Répondez à ces questions d'après le texte sur le collectif Kourtrajmé.
1. Quel est le titre de la première vidéo Kourtrajmé ?
2. Dans quel genre Ladj Ly s'est-il spécialisé ?
3. Que raconte le prochain film de Kim Chapiron, La Crème de la Crème ?

→ **TEXTE EXTRAIT**
* * * * *
Bavard, Kim Chapiron mène le bal. Il nous raconte ainsi ses déboires, des origines, jusqu’à l’envol des membres du collectif vers une carrière solo. Tout part donc de Paradoxe Perdu – la première vidéo Kourtrajmé – cette mystérieuse VHS de SF zoophile que seule une petite poignée d’élus a pu visionner. De là, la bande se filme en permanence, débarque doucement sur internet et se fait une petite réputation. La fin n’est pas encore écrite, tous admettent se laisser porter par les évènements, comme aux débuts. Les récompenses des récents longs-métrages ou les clips à succès de Romain Gavras n’ont rien changé à la spontanéité du collectif. En effet, impossible de ne pas remarquer la part d’improvisation des premiers courts-métrages. Au fil du tournage, l’histoire évolue, comme un délire sous psychotropes qui rebondirait d’idée en idée, sans véritable cohérence.  Une voiture ? l’arrière boutique d’une pizzeria ? C’est selon les moyens disponibles au jour le jour au sein du collectif.
Et si aujourd’hui les longs métrages ou documentaires estampillés Kourtrajmé s’éloignent du rendu artisanal des premières oeuvres, les carrières solo  de chacun ont (à mon avis) exacerbé les composantes cinématographiques des débuts. Romain Gavras s’est spécialisé dans le montage chirurgical et la violence gratuite, Ladj Ly dans les documentaires-fiction, Kim Chapiron dans l’adolescence et ses dérives (son prochain film La Crème de la Crème raconte la création d’un réseau de prostitution à HEC par des étudiants)… Tout y est.
* * * * *
Données d'annotation par points sur photos:
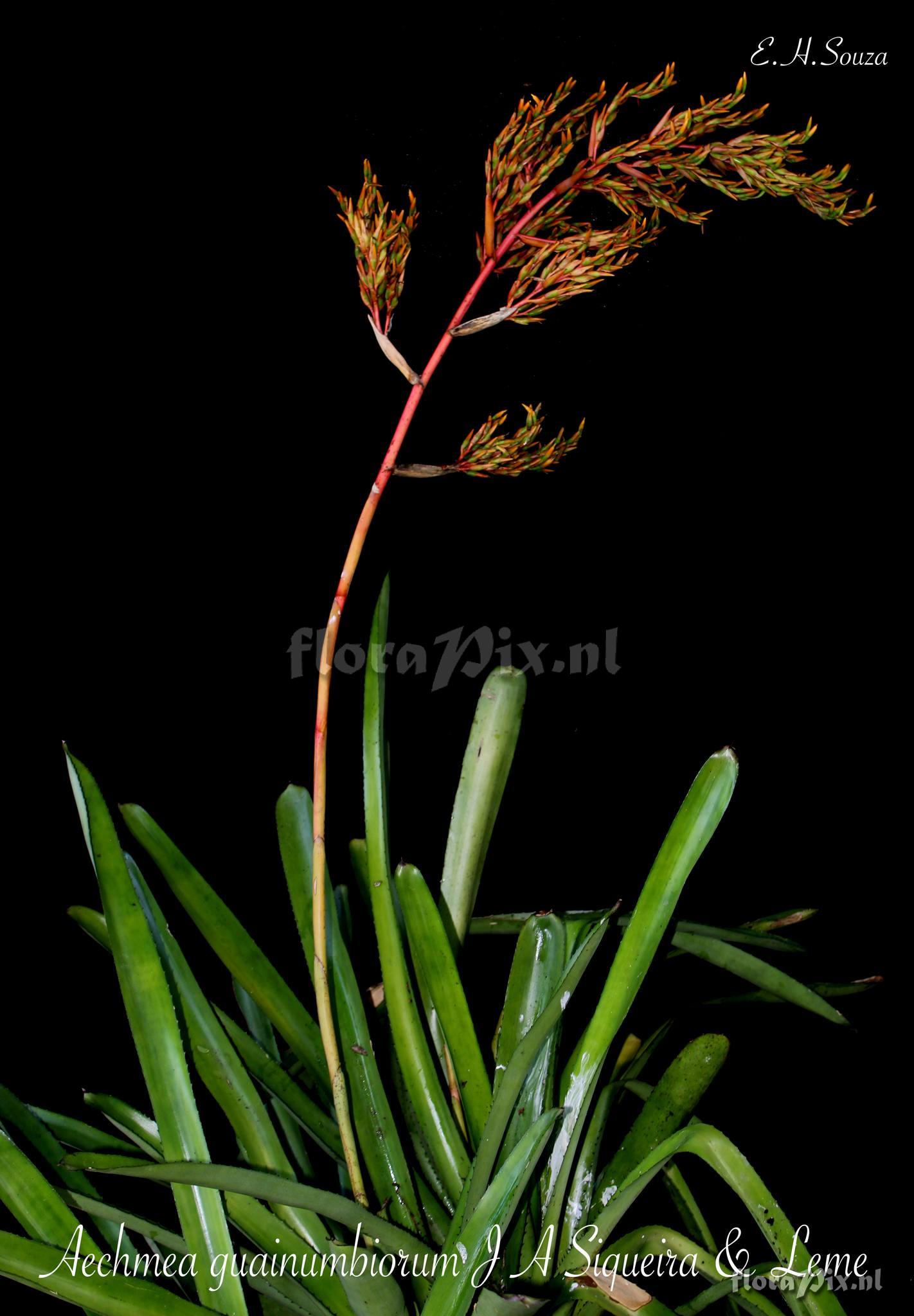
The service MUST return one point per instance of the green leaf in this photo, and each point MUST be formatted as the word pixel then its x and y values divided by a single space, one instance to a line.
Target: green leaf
pixel 482 779
pixel 453 1290
pixel 37 1205
pixel 692 830
pixel 668 1107
pixel 379 1139
pixel 140 1128
pixel 538 966
pixel 157 1037
pixel 413 1051
pixel 315 1121
pixel 518 1069
pixel 759 973
pixel 729 1162
pixel 267 1187
pixel 76 1134
pixel 40 1267
pixel 276 1239
pixel 233 945
pixel 91 921
pixel 41 1139
pixel 435 964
* * * * *
→ **CORRIGÉ COMPLET**
1. Paradoxe Perdu.
2. Les documentaires-fiction.
3. La création d'un réseau de prostitution à HEC par des étudiants.